MC – When did you start designing your awesome shirts?
CC – I first made one of my Skull Tees for my eldest daughter in about 2011. There was a princesses and pirates day at a local childrens’ centre. I was so pleased when my daughter said she wanted to be a pirate, I jumped at the chance to make her a pirate t’shirt. I made one for my (then) toddler too! I then made a few as birthday presents for kids we knew and it’s grown from that.
MC – Did you have a boring day job before that?
CC – Making things and blogging about it was something I was able to do around raising my children during nap times and after bedtimes. I still have that day job, but now the kids are in school and I schedule running my business around that timetable.
I also starting working in the art department of a secondary school about a year ago. As well as giving me a regular income while I establish and build my business. It also helps keeps me connected to what’s going on. I hear music and slang and see fashion and style at the school which all helps keep me in the loop.
MC – If so what made you decide to leave and create a new life?
CC – I choose to build my handmade business while being at home with my kids mostly because of being at home with my kids.
Before having my first daughter, I was studying textiles and procrastinating on how to turn those studies and all my other training and skills into a business. Having my kids put that development on hold for a bit.

(Records)
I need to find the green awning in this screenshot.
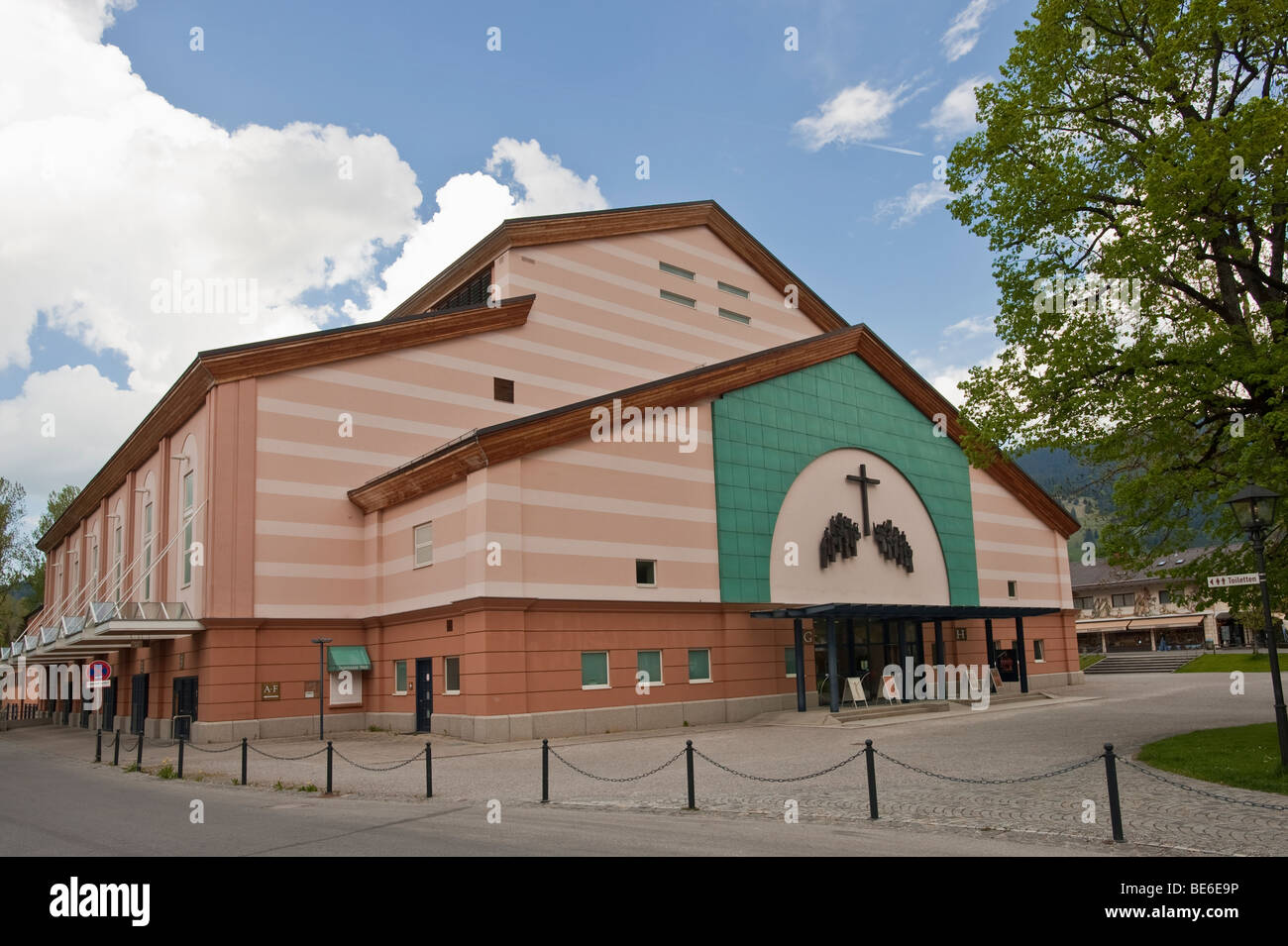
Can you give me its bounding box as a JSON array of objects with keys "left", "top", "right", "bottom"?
[{"left": 326, "top": 646, "right": 371, "bottom": 674}]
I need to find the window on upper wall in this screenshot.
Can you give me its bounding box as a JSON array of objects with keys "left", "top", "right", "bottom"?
[
  {"left": 143, "top": 503, "right": 152, "bottom": 601},
  {"left": 690, "top": 648, "right": 711, "bottom": 683},
  {"left": 412, "top": 523, "right": 434, "bottom": 569},
  {"left": 635, "top": 650, "right": 662, "bottom": 686},
  {"left": 581, "top": 650, "right": 608, "bottom": 689},
  {"left": 180, "top": 470, "right": 197, "bottom": 588},
  {"left": 657, "top": 263, "right": 696, "bottom": 282},
  {"left": 658, "top": 289, "right": 698, "bottom": 309}
]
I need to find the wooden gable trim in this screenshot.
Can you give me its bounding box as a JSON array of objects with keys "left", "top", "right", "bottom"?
[{"left": 386, "top": 201, "right": 849, "bottom": 332}]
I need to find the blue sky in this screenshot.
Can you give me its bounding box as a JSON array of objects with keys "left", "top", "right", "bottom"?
[{"left": 0, "top": 0, "right": 1030, "bottom": 517}]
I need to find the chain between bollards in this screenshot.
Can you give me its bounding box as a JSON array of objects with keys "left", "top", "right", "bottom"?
[
  {"left": 863, "top": 739, "right": 877, "bottom": 821},
  {"left": 684, "top": 739, "right": 698, "bottom": 811},
  {"left": 1105, "top": 743, "right": 1125, "bottom": 840}
]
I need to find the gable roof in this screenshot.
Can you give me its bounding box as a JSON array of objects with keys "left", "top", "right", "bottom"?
[
  {"left": 385, "top": 201, "right": 850, "bottom": 332},
  {"left": 348, "top": 324, "right": 1079, "bottom": 538},
  {"left": 36, "top": 295, "right": 536, "bottom": 552}
]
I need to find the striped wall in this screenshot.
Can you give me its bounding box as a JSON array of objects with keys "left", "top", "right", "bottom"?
[{"left": 254, "top": 227, "right": 819, "bottom": 618}]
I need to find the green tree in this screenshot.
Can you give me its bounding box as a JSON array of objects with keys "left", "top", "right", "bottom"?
[
  {"left": 0, "top": 476, "right": 38, "bottom": 644},
  {"left": 948, "top": 0, "right": 1288, "bottom": 607},
  {"left": 27, "top": 485, "right": 80, "bottom": 607}
]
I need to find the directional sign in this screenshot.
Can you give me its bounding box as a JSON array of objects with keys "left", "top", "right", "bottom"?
[
  {"left": 1208, "top": 572, "right": 1261, "bottom": 588},
  {"left": 85, "top": 661, "right": 112, "bottom": 689}
]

▶ TO BE DONE
**A)** Does each statement agree with the Skull Tees interview? Answer yes or no for each, quoting the deciding words.
(i) The first Skull Tee was made for the eldest daughter in about 2011.
(ii) The interviewee has left the day job.
(iii) The interviewee works in the art department of a primary school.
**B)** Answer these questions on the Skull Tees interview:
(i) What event led to the first pirate t-shirt?
(ii) Where did the interviewee start working about a year ago?
(iii) What was the interviewee studying before having a first daughter?
**C)** Can you extend the Skull Tees interview past its final sentence?
The entries have nothing to do with the Skull Tees interview.

▶ REPLIES
**A)**
(i) Yes: "I first made one of my Skull Tees for my eldest daughter in about 2011."
(ii) No: "I still have that day job"
(iii) No: "in the art department of a secondary school"

**B)**
(i) A princesses and pirates day at a local children's centre.
(ii) In the art department of a secondary school.
(iii) Textiles.

**C)**
When my youngest was still in her first year I decided to start blogging about all the things we did at home that were creative and to document the things I made. This was mostly to stop going insane. It is so easy for those things to go unnoticed in the avalanche of parenting duties and daily routines so flagging up the creative stuff we did really helped. Some of those creative projects were presents for people we knew and some of those turned into products.
MC – Tell me about your process, do you need quiet to work or are you rocking out?
CC – At this stage of my business I have to wear a lot of different hats. Sometimes I’m writing copy, taking product shots, editing photos, updating the site, researching new prints to work with, doing the accounting. During these times I need to focus and concentrate which can mean listening to music or no distraction at all.
When I’m actually making the tees, I can relax a bit as it’s all manual, I get a production line going and I don’t have to think too much. These times call for a bit of company and I could tell you this is when I listen to intellectual radios programmes, but I don’t! This is when my Netflix addiction comes in and I rack up some serous binge watching hours.
MC – Some of your designs are very Rock n’ Roll, What type of music inspires you?
CC – The 90s dance scene and rave culture is playing a massive part of my inspiration right now. I personally listen to all kinds of music while I’m working, but I’m really enjoying the renaissance of street wear and music from that time has been having. Lots of currant music, clothes, colours and iconography is reminding me of my adolescence. Discovering friends, clubbing, buying my own clothes and getting my first tastes of freedom.
MC – What kind of machines do you use to create your shirts?
CC – My equipment is very basic. I do everything on basic a Janome my mum bought for me when I was about 10 or 11. I’m on the verge of upgrading to another Janome. Probably a 2522LE. On my wish list is a Husqvarna Topaz 30 with all the extra software and extra hardware… you know, just in case someone wants to gift me…
MC – Is there something you would like to try and incorporate into your work but haven’t tried yet?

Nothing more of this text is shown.